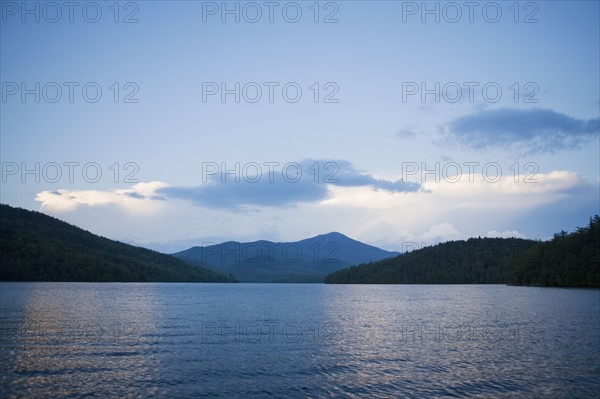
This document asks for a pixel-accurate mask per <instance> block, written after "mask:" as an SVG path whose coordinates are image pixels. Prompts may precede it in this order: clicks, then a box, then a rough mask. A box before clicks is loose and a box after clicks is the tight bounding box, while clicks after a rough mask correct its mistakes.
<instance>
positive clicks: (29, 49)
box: [0, 0, 600, 253]
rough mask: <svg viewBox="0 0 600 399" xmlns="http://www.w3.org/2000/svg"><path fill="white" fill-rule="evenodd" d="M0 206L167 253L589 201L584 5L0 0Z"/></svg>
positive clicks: (593, 66)
mask: <svg viewBox="0 0 600 399" xmlns="http://www.w3.org/2000/svg"><path fill="white" fill-rule="evenodd" d="M0 4H1V9H0V12H1V21H0V22H1V25H0V74H1V76H0V81H1V83H2V88H1V89H2V91H1V97H2V98H1V99H0V100H1V102H0V107H1V108H0V133H1V134H0V145H1V148H0V156H1V166H2V181H1V182H0V187H1V192H0V202H2V203H5V204H9V205H12V206H16V207H22V208H26V209H30V210H37V211H41V212H44V213H46V214H49V215H52V216H54V217H57V218H59V219H61V220H65V221H67V222H69V223H72V224H75V225H77V226H79V227H82V228H84V229H86V230H89V231H91V232H93V233H95V234H99V235H102V236H105V237H108V238H111V239H116V240H120V241H123V242H127V243H133V244H136V245H140V246H144V247H148V248H153V249H156V250H160V251H163V252H167V253H171V252H175V251H179V250H183V249H186V248H189V247H191V246H194V245H206V244H208V243H219V242H223V241H227V240H237V241H255V240H259V239H265V240H270V241H296V240H300V239H303V238H307V237H312V236H315V235H318V234H323V233H327V232H331V231H338V232H341V233H343V234H346V235H348V236H349V237H351V238H354V239H357V240H360V241H363V242H365V243H368V244H371V245H376V246H379V247H381V248H384V249H387V250H396V251H404V250H406V249H409V248H411V249H414V247H415V246H425V245H430V244H433V243H436V242H444V241H448V240H459V239H467V238H469V237H478V236H481V237H521V238H530V239H536V240H546V239H550V238H552V236H553V234H554V233H556V232H559V231H561V230H565V231H573V230H574V229H575V228H576V227H578V226H584V225H586V224H587V223H588V221H589V218H590V217H591V216H593V215H594V214H599V213H600V209H599V208H600V193H599V187H600V141H599V136H600V127H599V124H600V123H599V122H600V81H599V79H600V43H599V41H600V27H599V25H600V6H599V2H598V1H580V2H578V1H568V2H566V1H565V2H562V1H523V2H513V1H510V2H504V1H499V2H489V1H482V2H479V1H473V2H462V1H460V2H437V1H429V2H421V1H419V2H405V1H322V2H316V1H296V2H288V1H272V2H269V1H264V2H263V1H257V2H236V1H228V2H222V1H218V2H202V1H123V2H114V1H107V2H104V1H97V2H93V1H92V2H88V1H84V2H79V1H74V2H61V1H59V2H46V1H44V2H39V1H26V2H22V1H4V0H2V1H0Z"/></svg>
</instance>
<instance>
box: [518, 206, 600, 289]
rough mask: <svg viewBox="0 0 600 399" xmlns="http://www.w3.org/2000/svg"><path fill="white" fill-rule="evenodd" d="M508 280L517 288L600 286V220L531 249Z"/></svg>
mask: <svg viewBox="0 0 600 399" xmlns="http://www.w3.org/2000/svg"><path fill="white" fill-rule="evenodd" d="M508 277H509V279H508V283H509V284H515V285H539V286H557V287H600V217H599V216H598V215H596V216H594V217H593V218H590V221H589V224H588V225H587V226H586V227H580V228H578V229H577V230H576V231H574V232H573V233H571V234H567V233H566V232H565V231H561V232H560V233H558V234H555V235H554V238H553V239H552V240H550V241H547V242H542V243H539V244H538V245H536V246H534V247H532V248H529V249H528V250H527V251H525V252H524V253H523V254H522V255H521V256H520V257H519V258H517V259H516V260H515V262H513V263H512V265H511V269H510V273H509V275H508Z"/></svg>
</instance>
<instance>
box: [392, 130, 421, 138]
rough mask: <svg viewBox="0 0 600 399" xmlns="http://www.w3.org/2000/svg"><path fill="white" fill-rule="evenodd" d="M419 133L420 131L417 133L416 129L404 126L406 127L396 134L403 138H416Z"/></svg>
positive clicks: (399, 136) (398, 131) (396, 134)
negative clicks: (418, 132)
mask: <svg viewBox="0 0 600 399" xmlns="http://www.w3.org/2000/svg"><path fill="white" fill-rule="evenodd" d="M418 134H419V133H417V132H416V131H415V130H412V129H408V128H404V129H400V130H399V131H398V132H397V133H396V136H398V137H399V138H401V139H414V138H417V135H418Z"/></svg>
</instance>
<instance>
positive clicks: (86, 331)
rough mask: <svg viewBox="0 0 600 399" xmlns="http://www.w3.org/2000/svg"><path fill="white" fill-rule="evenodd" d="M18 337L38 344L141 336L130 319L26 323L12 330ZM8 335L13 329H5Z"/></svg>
mask: <svg viewBox="0 0 600 399" xmlns="http://www.w3.org/2000/svg"><path fill="white" fill-rule="evenodd" d="M13 333H14V335H15V337H16V338H18V339H19V340H21V341H24V342H35V343H38V344H65V343H67V344H98V343H133V342H135V341H137V340H139V336H140V328H139V325H138V324H137V323H135V322H131V321H120V320H117V321H110V322H98V321H75V322H32V323H25V324H24V325H21V326H19V327H17V328H16V330H14V331H13ZM4 335H5V336H6V337H5V339H6V338H8V336H10V335H11V334H10V331H8V333H7V331H5V332H4Z"/></svg>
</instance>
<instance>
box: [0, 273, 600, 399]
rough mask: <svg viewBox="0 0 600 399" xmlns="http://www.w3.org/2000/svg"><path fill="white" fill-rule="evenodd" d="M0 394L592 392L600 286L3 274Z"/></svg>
mask: <svg viewBox="0 0 600 399" xmlns="http://www.w3.org/2000/svg"><path fill="white" fill-rule="evenodd" d="M0 321H1V323H0V341H1V352H0V373H1V375H0V382H1V387H0V397H3V398H4V397H67V396H70V397H81V396H87V395H89V396H92V397H94V396H95V397H102V398H105V397H169V398H184V397H196V398H200V397H223V398H254V397H256V398H258V397H298V398H306V397H349V398H354V397H356V398H358V397H365V396H369V397H431V396H434V397H472V396H478V397H490V398H492V397H494V398H495V397H527V398H533V397H537V398H541V397H548V398H560V397H563V398H577V397H580V398H590V397H598V395H599V392H600V381H599V380H600V352H599V351H600V291H598V290H584V289H559V288H535V287H509V286H503V285H324V284H164V283H156V284H154V283H148V284H146V283H132V284H121V283H114V284H113V283H0Z"/></svg>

◇ ◇ ◇ ◇

* **Task prompt**:
Write out all the records above again, replacing "rough mask" with "coarse mask" wherever it occurs and changing nothing else. Leave out the pictures.

* **Response to the task**:
This document asks for a pixel-accurate mask per <instance> block, written after "mask:" as an SVG path whose coordinates are image pixels. Prompts may precede it in this order: clicks, then a box, then a coarse mask. A box before clicks is loose and a box after clicks is the tight bounding box, while clicks after a coarse mask correct its mistakes.
<instance>
positive clicks: (29, 49)
box: [0, 0, 600, 253]
coarse mask: <svg viewBox="0 0 600 399" xmlns="http://www.w3.org/2000/svg"><path fill="white" fill-rule="evenodd" d="M0 206L167 253L589 201L584 5L0 0Z"/></svg>
positive clicks: (593, 66)
mask: <svg viewBox="0 0 600 399" xmlns="http://www.w3.org/2000/svg"><path fill="white" fill-rule="evenodd" d="M0 4H1V9H0V12H1V21H0V22H1V25H0V74H1V76H0V81H1V83H2V88H1V89H2V91H1V97H2V98H1V99H0V100H1V102H0V107H1V108H0V133H1V134H0V145H1V148H0V156H1V166H2V181H1V182H0V187H1V192H0V202H2V203H5V204H9V205H12V206H16V207H22V208H26V209H30V210H37V211H41V212H44V213H46V214H49V215H52V216H54V217H57V218H59V219H61V220H65V221H67V222H69V223H72V224H75V225H77V226H79V227H82V228H84V229H86V230H89V231H91V232H93V233H95V234H99V235H102V236H105V237H108V238H111V239H116V240H120V241H123V242H127V243H133V244H136V245H140V246H144V247H148V248H153V249H156V250H160V251H163V252H167V253H171V252H175V251H179V250H183V249H186V248H189V247H191V246H194V245H206V244H208V243H219V242H223V241H227V240H237V241H255V240H259V239H265V240H270V241H296V240H300V239H303V238H307V237H312V236H315V235H318V234H323V233H327V232H331V231H338V232H341V233H343V234H346V235H348V236H349V237H351V238H354V239H357V240H360V241H363V242H365V243H368V244H371V245H376V246H379V247H381V248H384V249H387V250H396V251H404V250H406V249H409V248H411V249H414V247H415V246H425V245H430V244H433V243H436V242H444V241H448V240H459V239H467V238H469V237H478V236H481V237H521V238H530V239H536V240H546V239H550V238H552V236H553V234H554V233H556V232H559V231H561V230H565V231H573V230H574V229H575V228H576V227H578V226H584V225H586V224H587V223H588V221H589V218H590V217H591V216H593V215H594V214H599V213H600V209H599V208H600V193H599V187H600V141H599V136H600V127H599V124H600V123H599V122H600V81H599V79H600V43H599V41H600V27H599V25H600V6H599V2H598V1H580V2H578V1H568V2H566V1H565V2H562V1H523V2H513V1H510V2H504V1H499V2H489V1H482V2H479V1H473V2H462V1H460V2H437V1H429V2H421V1H419V2H405V1H322V2H316V1H296V2H288V1H272V2H269V1H264V2H263V1H257V2H236V1H228V2H222V1H218V2H202V1H123V2H114V1H107V2H104V1H97V2H93V1H92V2H88V1H84V2H79V1H74V2H61V1H59V2H46V1H44V2H39V1H26V2H22V1H4V0H2V1H0Z"/></svg>
</instance>
<instance>
box: [518, 206, 600, 289]
coarse mask: <svg viewBox="0 0 600 399" xmlns="http://www.w3.org/2000/svg"><path fill="white" fill-rule="evenodd" d="M508 280L517 288L600 286V220L531 249Z"/></svg>
mask: <svg viewBox="0 0 600 399" xmlns="http://www.w3.org/2000/svg"><path fill="white" fill-rule="evenodd" d="M508 277H509V279H508V283H509V284H515V285H539V286H557V287H600V217H599V216H598V215H596V216H594V217H593V218H590V221H589V224H588V225H587V226H586V227H580V228H578V229H577V230H576V231H574V232H573V233H571V234H567V233H566V232H565V231H561V232H560V233H558V234H555V235H554V238H553V239H552V240H550V241H547V242H542V243H539V244H538V245H536V246H534V247H532V248H529V249H528V250H527V251H525V252H524V253H523V254H522V255H521V256H520V257H519V258H517V259H516V260H515V262H513V263H512V265H511V269H510V273H509V275H508Z"/></svg>
</instance>
<instance>
box: [392, 130, 421, 138]
coarse mask: <svg viewBox="0 0 600 399" xmlns="http://www.w3.org/2000/svg"><path fill="white" fill-rule="evenodd" d="M419 133L420 131L417 133L416 129L404 126L406 127L396 134L403 138H416Z"/></svg>
positive clicks: (399, 136) (398, 131) (396, 134)
negative clicks: (418, 132)
mask: <svg viewBox="0 0 600 399" xmlns="http://www.w3.org/2000/svg"><path fill="white" fill-rule="evenodd" d="M418 134H419V133H417V132H416V131H415V130H412V129H408V128H404V129H400V130H399V131H398V132H397V133H396V136H398V137H399V138H401V139H414V138H417V135H418Z"/></svg>
</instance>
<instance>
positive clicks: (86, 331)
coarse mask: <svg viewBox="0 0 600 399" xmlns="http://www.w3.org/2000/svg"><path fill="white" fill-rule="evenodd" d="M18 337L38 344L141 336L130 319L26 323L12 330ZM8 335L13 329H5Z"/></svg>
mask: <svg viewBox="0 0 600 399" xmlns="http://www.w3.org/2000/svg"><path fill="white" fill-rule="evenodd" d="M13 333H14V335H15V337H16V338H18V339H19V340H21V341H24V342H35V343H38V344H65V343H67V344H98V343H133V342H135V341H137V340H139V336H140V328H139V325H138V324H137V323H135V322H131V321H120V320H117V321H110V322H98V321H75V322H32V323H25V324H24V325H21V326H19V327H17V328H16V330H14V331H13ZM4 335H5V336H6V337H5V339H6V338H8V336H10V335H11V334H10V331H8V333H7V331H5V332H4Z"/></svg>
</instance>
<instance>
box: [0, 273, 600, 399]
coarse mask: <svg viewBox="0 0 600 399" xmlns="http://www.w3.org/2000/svg"><path fill="white" fill-rule="evenodd" d="M0 394L592 392L600 286L3 274Z"/></svg>
mask: <svg viewBox="0 0 600 399" xmlns="http://www.w3.org/2000/svg"><path fill="white" fill-rule="evenodd" d="M0 321H1V323H0V341H1V352H0V373H1V375H0V382H1V387H0V397H3V398H4V397H67V396H70V397H81V396H87V395H89V396H92V397H94V396H95V397H102V398H105V397H169V398H184V397H196V398H200V397H223V398H254V397H256V398H258V397H298V398H306V397H349V398H354V397H356V398H358V397H365V396H369V397H431V396H434V397H472V396H478V397H490V398H492V397H494V398H495V397H527V398H533V397H537V398H541V397H548V398H560V397H563V398H577V397H580V398H590V397H598V395H599V392H600V381H599V380H600V352H599V351H600V291H598V290H584V289H559V288H535V287H509V286H503V285H324V284H164V283H156V284H154V283H148V284H146V283H132V284H121V283H114V284H113V283H0Z"/></svg>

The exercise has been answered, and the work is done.